# DATA RECORDS:
========

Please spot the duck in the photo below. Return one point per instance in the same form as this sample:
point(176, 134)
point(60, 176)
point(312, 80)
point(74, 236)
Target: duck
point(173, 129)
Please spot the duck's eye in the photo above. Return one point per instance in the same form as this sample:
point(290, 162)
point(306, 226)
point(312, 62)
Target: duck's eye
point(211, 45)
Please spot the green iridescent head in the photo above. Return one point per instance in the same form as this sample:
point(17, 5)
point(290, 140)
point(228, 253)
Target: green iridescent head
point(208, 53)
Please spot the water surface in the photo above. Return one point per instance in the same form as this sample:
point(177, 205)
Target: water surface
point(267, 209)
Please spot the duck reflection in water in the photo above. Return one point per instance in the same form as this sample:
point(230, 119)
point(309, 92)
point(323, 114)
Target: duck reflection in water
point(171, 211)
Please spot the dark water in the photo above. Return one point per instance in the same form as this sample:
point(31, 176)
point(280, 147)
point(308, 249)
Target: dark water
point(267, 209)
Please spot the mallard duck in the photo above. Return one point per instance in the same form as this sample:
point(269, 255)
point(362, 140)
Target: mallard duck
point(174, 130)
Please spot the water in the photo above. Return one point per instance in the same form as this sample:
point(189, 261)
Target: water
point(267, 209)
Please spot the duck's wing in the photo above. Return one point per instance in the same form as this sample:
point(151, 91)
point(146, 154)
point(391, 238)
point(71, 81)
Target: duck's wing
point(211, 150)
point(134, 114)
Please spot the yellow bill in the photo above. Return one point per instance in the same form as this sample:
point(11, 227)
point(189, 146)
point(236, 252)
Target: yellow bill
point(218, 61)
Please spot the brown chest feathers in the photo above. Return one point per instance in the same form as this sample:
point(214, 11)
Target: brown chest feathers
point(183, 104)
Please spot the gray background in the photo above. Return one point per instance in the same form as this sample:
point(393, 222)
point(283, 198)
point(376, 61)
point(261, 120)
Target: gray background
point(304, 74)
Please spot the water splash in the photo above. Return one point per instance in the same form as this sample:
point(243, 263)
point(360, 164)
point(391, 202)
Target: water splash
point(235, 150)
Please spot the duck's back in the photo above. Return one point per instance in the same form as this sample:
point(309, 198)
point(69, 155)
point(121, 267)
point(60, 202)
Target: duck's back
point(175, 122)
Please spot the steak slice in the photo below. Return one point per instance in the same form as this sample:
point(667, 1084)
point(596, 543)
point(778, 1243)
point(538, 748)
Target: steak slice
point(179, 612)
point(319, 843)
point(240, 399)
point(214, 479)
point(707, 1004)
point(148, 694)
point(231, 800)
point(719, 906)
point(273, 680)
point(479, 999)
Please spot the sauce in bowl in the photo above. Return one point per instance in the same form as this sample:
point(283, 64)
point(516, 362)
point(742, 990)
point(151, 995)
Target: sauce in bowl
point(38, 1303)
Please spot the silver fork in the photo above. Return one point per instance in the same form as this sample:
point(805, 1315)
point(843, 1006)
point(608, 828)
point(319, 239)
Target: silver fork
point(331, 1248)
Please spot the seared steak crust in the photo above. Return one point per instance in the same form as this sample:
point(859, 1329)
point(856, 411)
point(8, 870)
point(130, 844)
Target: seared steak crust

========

# THE TASK:
Repeat, word for word, every line above.

# RESULT FOR THIS TASK:
Please spot the duck in the photo below. Return one point per instance in the same form as this sample:
point(176, 134)
point(60, 176)
point(312, 80)
point(74, 236)
Target: duck
point(173, 129)
Please spot the duck's eye in the photo above. Return one point per instance in the same form as this sample:
point(290, 162)
point(306, 226)
point(312, 62)
Target: duck's eye
point(211, 45)
Please spot the green iridescent head in the photo above. Return one point per instance in the same form as this sample:
point(17, 5)
point(290, 140)
point(228, 253)
Target: green iridescent head
point(208, 53)
Please spot the water surface in the photo above. Return one point per instance in the same form as this sample:
point(177, 205)
Target: water surface
point(267, 209)
Please spot the duck reflection in water in the photo above. Return one point per instance in the same form as this sample:
point(230, 119)
point(309, 92)
point(323, 114)
Target: duck reflection in water
point(171, 211)
Please spot the dark water in the photo above. Return one point per instance in the same form as this sample:
point(31, 176)
point(280, 147)
point(308, 249)
Target: dark water
point(267, 209)
Please spot the mallard duck in the photo above. Return one point per instance in the same form as this sample:
point(269, 255)
point(362, 140)
Target: mallard duck
point(174, 130)
Please spot the water in the photo above. Return one point per instance in the same form as this sample:
point(189, 261)
Target: water
point(267, 209)
Please spot the duck's wing in the photo above. Return one point per instance in the same form as this sample:
point(151, 91)
point(146, 154)
point(391, 238)
point(71, 81)
Target: duck's wing
point(211, 150)
point(134, 114)
Please spot the yellow bill in the photo above. Return one point per instance in the same form as this sample:
point(11, 227)
point(189, 146)
point(236, 252)
Target: yellow bill
point(218, 61)
Please spot the brown chest feathers in the photo above. Return one point per instance in the same form as this sample:
point(214, 11)
Target: brown chest feathers
point(183, 104)
Please spot the gray background in the photo above. Return one point per instance in the same form as this sample:
point(393, 222)
point(283, 198)
point(376, 61)
point(261, 120)
Target: gray background
point(304, 74)
Please spot the water splash in the photo above. Return one point per instance in the same form as this sample:
point(243, 263)
point(360, 164)
point(391, 202)
Target: water splash
point(235, 150)
Please spot the duck's back in the photo above. Return one point per instance in the same form as this sample:
point(309, 198)
point(69, 155)
point(121, 267)
point(60, 202)
Target: duck's back
point(175, 122)
Please spot the steak slice in the photo below. Return one point per instance in the same form as this sample:
point(667, 1084)
point(596, 543)
point(778, 1243)
point(538, 748)
Target: steak slice
point(179, 612)
point(319, 843)
point(240, 399)
point(214, 479)
point(707, 1004)
point(148, 694)
point(231, 800)
point(719, 906)
point(273, 680)
point(479, 999)
Please spot the sauce in bowl in the photo above. Return one point per instance in the same form as this sample:
point(283, 64)
point(516, 362)
point(742, 990)
point(151, 995)
Target: sauce in bowl
point(38, 1303)
Please spot the silver fork in the photo above. Return one point per instance in the same form as this sample:
point(805, 1315)
point(843, 1006)
point(608, 828)
point(319, 239)
Target: silver fork
point(331, 1248)
Please spot the seared steak crust in the photo above. Return one point per instance in the same form as this sample:
point(859, 1329)
point(856, 411)
point(8, 870)
point(130, 844)
Target: seared steak crust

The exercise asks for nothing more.